INPUT:
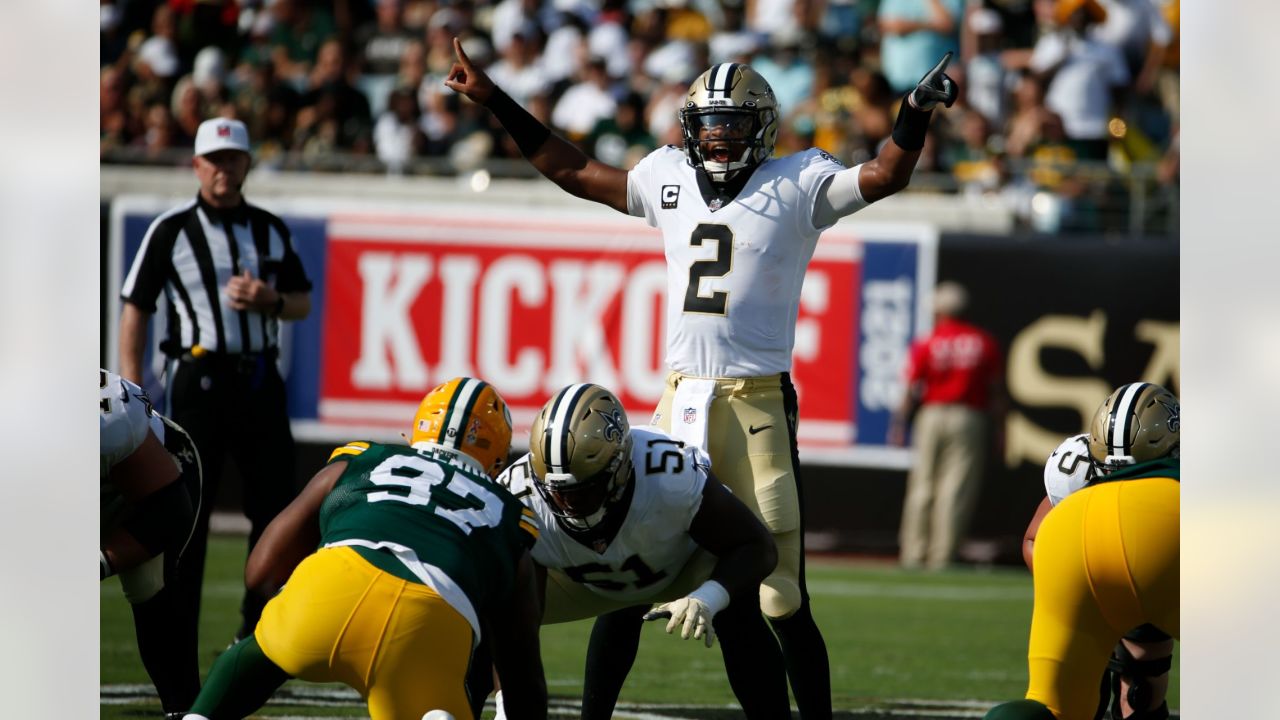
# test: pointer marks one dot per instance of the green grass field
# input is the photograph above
(901, 645)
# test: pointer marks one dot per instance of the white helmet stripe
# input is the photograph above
(722, 76)
(558, 428)
(1121, 417)
(460, 409)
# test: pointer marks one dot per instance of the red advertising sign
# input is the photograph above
(534, 305)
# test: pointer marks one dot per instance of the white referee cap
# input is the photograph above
(222, 133)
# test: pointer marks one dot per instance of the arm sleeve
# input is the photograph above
(293, 277)
(639, 180)
(150, 267)
(837, 197)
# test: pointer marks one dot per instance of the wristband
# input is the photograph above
(910, 126)
(713, 595)
(524, 128)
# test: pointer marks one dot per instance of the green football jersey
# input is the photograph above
(420, 513)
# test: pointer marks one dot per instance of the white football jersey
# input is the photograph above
(652, 545)
(1068, 469)
(124, 418)
(734, 274)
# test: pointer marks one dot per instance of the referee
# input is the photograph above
(231, 276)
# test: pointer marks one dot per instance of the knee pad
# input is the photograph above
(780, 597)
(144, 582)
(1123, 664)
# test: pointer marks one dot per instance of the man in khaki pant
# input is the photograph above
(954, 383)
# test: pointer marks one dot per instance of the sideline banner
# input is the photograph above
(406, 297)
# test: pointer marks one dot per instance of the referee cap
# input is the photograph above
(222, 133)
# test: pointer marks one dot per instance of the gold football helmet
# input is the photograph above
(1138, 423)
(466, 415)
(730, 121)
(580, 450)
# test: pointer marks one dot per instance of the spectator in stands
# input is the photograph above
(1084, 78)
(586, 101)
(988, 81)
(786, 68)
(336, 108)
(298, 30)
(954, 391)
(397, 136)
(383, 41)
(519, 69)
(914, 33)
(622, 140)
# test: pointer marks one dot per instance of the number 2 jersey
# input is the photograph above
(734, 274)
(643, 542)
(429, 516)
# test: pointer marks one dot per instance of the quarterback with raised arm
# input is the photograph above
(739, 228)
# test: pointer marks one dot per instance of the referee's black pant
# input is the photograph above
(233, 406)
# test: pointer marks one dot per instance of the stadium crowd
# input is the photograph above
(1063, 101)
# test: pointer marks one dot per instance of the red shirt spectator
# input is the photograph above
(958, 363)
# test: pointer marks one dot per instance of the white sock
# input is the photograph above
(497, 702)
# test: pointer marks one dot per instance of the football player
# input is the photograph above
(1107, 566)
(631, 518)
(739, 229)
(419, 550)
(149, 478)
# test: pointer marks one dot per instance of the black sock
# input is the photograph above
(168, 651)
(480, 677)
(753, 661)
(609, 656)
(808, 666)
(241, 680)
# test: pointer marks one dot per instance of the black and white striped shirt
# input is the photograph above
(191, 254)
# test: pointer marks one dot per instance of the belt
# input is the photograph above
(242, 363)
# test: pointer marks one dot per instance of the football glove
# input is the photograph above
(935, 87)
(694, 613)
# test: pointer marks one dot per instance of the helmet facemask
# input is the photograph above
(722, 141)
(730, 122)
(580, 454)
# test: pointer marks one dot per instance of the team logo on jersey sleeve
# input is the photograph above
(670, 196)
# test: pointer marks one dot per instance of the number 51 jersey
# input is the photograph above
(734, 274)
(640, 545)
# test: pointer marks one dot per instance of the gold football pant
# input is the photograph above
(398, 643)
(750, 437)
(1106, 561)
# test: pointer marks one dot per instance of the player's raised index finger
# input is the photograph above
(461, 54)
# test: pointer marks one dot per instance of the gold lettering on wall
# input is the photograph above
(1031, 386)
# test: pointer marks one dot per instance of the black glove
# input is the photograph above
(935, 87)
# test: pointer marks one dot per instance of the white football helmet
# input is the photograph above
(730, 121)
(580, 452)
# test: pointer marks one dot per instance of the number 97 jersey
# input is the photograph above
(643, 542)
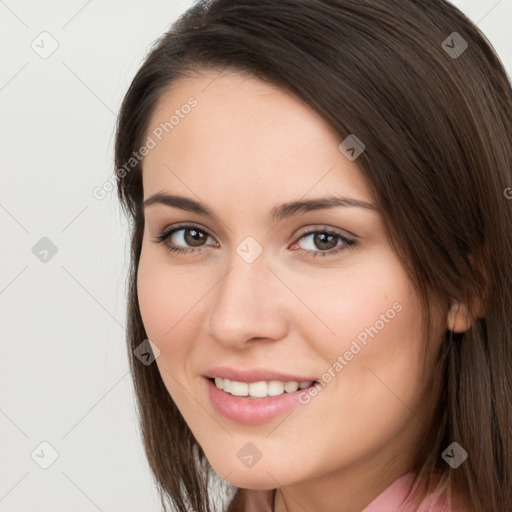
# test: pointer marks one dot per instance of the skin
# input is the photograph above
(247, 147)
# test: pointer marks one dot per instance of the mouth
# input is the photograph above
(260, 389)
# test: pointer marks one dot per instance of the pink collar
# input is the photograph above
(390, 500)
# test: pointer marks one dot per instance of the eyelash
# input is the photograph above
(348, 243)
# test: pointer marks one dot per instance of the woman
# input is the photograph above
(321, 257)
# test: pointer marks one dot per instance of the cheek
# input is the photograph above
(364, 300)
(165, 295)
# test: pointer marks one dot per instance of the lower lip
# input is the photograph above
(251, 410)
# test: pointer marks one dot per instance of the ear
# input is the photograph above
(460, 319)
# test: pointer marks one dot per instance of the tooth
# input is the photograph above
(275, 388)
(239, 388)
(226, 385)
(290, 387)
(258, 389)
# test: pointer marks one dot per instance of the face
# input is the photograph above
(308, 295)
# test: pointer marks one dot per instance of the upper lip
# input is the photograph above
(254, 375)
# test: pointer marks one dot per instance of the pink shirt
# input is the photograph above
(388, 501)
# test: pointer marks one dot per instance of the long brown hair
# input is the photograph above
(434, 110)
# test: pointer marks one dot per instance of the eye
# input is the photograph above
(328, 241)
(183, 234)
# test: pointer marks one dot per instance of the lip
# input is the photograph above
(254, 375)
(251, 410)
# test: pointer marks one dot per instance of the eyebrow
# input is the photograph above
(276, 214)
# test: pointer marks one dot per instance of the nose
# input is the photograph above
(247, 304)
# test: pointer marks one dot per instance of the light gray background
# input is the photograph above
(63, 369)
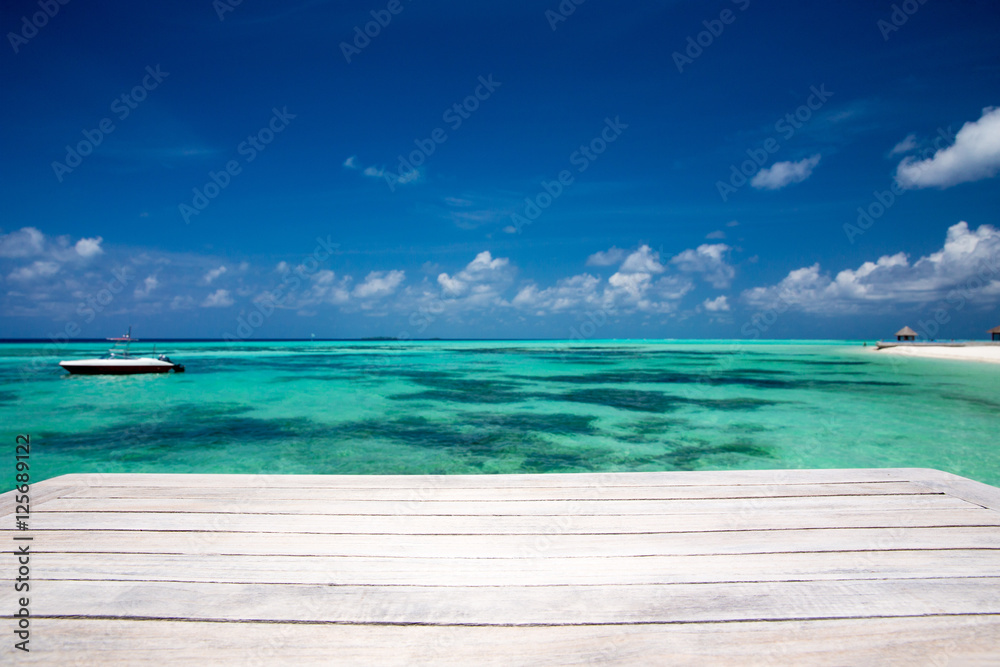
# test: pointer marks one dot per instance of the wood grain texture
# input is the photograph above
(897, 566)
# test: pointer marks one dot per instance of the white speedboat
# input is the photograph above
(119, 361)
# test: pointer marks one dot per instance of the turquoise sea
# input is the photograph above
(502, 407)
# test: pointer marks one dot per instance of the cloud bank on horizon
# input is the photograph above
(965, 271)
(439, 183)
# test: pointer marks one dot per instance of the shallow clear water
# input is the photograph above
(502, 407)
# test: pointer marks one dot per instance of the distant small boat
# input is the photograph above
(120, 362)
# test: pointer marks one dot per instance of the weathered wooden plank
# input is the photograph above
(515, 605)
(960, 487)
(748, 518)
(430, 495)
(38, 493)
(616, 479)
(444, 571)
(561, 545)
(941, 640)
(689, 507)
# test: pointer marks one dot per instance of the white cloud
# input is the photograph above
(643, 260)
(968, 258)
(567, 294)
(781, 174)
(716, 305)
(25, 242)
(88, 248)
(378, 284)
(213, 274)
(34, 271)
(218, 299)
(632, 287)
(608, 257)
(182, 302)
(148, 285)
(904, 146)
(481, 273)
(710, 260)
(975, 155)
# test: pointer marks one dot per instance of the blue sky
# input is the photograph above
(729, 169)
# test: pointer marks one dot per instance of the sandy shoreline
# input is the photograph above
(987, 353)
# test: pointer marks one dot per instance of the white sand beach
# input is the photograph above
(987, 353)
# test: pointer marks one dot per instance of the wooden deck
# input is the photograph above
(896, 566)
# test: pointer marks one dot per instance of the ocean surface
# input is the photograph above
(501, 407)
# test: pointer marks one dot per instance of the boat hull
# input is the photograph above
(117, 366)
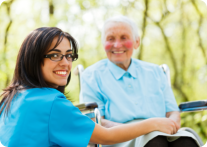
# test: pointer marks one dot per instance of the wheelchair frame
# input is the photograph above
(184, 107)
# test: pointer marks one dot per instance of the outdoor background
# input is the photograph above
(172, 32)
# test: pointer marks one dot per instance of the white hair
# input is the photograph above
(122, 19)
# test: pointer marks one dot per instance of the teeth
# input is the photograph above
(61, 72)
(118, 52)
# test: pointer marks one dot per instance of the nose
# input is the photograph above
(117, 44)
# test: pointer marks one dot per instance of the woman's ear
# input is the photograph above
(137, 43)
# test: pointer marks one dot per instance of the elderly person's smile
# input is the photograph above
(119, 43)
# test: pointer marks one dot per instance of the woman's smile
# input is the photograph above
(62, 73)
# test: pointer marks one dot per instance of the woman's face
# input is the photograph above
(56, 73)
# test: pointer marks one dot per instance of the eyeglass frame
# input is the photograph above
(73, 56)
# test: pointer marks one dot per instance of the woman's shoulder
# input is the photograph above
(48, 94)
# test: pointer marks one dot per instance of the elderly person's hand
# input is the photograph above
(175, 116)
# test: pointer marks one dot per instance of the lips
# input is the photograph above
(118, 52)
(61, 72)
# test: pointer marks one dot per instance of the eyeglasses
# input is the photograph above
(59, 57)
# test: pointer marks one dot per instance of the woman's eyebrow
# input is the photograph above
(57, 50)
(70, 50)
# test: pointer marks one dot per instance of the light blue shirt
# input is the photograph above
(43, 117)
(140, 92)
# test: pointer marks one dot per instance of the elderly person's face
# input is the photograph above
(119, 43)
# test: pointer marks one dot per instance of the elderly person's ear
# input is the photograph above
(137, 43)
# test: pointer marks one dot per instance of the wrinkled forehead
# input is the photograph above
(117, 28)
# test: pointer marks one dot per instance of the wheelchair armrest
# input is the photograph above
(87, 106)
(193, 106)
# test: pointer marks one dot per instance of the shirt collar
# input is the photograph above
(119, 72)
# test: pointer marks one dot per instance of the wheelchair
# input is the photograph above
(192, 106)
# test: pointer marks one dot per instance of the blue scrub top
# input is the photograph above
(43, 117)
(141, 92)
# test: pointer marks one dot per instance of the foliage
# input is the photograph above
(171, 31)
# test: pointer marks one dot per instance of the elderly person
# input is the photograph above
(129, 90)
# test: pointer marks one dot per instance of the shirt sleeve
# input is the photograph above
(170, 102)
(68, 126)
(90, 92)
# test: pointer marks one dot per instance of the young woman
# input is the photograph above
(34, 110)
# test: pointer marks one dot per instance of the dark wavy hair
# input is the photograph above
(27, 73)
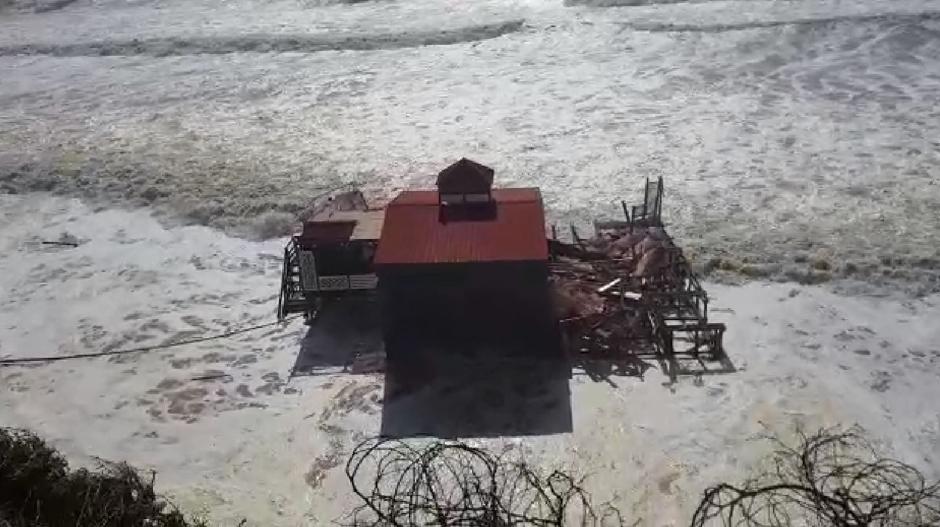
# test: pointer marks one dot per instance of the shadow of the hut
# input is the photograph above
(480, 389)
(345, 333)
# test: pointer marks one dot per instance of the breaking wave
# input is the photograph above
(721, 28)
(625, 3)
(264, 43)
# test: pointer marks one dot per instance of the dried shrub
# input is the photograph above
(38, 489)
(830, 478)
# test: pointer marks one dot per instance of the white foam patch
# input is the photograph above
(797, 138)
(252, 445)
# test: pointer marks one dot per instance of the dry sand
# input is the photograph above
(260, 446)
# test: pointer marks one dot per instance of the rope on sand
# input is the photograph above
(57, 358)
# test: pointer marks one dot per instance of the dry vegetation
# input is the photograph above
(831, 478)
(38, 489)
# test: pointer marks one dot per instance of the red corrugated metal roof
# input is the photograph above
(414, 234)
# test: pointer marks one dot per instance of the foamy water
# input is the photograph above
(799, 140)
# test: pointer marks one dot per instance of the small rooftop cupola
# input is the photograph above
(465, 191)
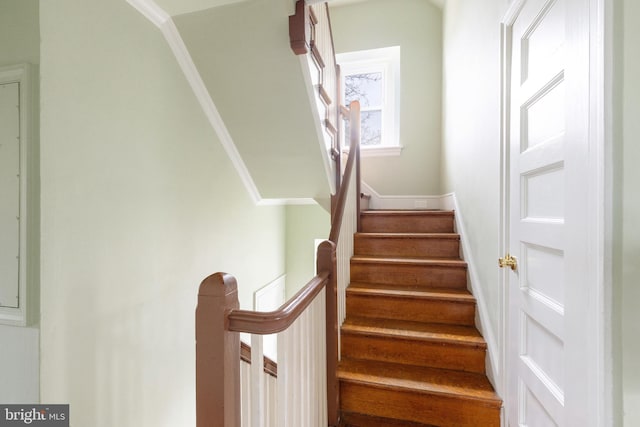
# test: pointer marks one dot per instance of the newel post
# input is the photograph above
(327, 262)
(217, 354)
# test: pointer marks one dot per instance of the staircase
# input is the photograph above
(411, 355)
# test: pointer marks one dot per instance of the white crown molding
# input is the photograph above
(163, 21)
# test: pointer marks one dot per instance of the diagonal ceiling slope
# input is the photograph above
(242, 54)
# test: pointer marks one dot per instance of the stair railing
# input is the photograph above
(310, 35)
(307, 326)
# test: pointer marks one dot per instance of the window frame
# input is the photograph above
(385, 61)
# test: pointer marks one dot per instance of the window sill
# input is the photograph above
(378, 151)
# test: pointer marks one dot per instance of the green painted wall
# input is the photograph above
(139, 204)
(304, 224)
(630, 268)
(415, 26)
(19, 362)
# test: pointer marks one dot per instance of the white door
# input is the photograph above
(549, 354)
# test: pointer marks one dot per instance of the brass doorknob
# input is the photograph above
(508, 261)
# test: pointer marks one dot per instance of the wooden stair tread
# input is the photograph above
(430, 261)
(457, 295)
(357, 420)
(457, 384)
(455, 334)
(408, 212)
(378, 235)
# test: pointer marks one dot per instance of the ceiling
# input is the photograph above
(180, 7)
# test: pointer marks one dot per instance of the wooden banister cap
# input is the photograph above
(218, 285)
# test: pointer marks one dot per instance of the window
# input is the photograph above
(372, 77)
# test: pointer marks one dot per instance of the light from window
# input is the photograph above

PROBLEM DETAILS: What lines of the material contain "sock"? Show them.

PROBLEM SOLUTION:
# test: pointer marks one dot per instance of the white sock
# test: pointer marks one dot per instance of the black sock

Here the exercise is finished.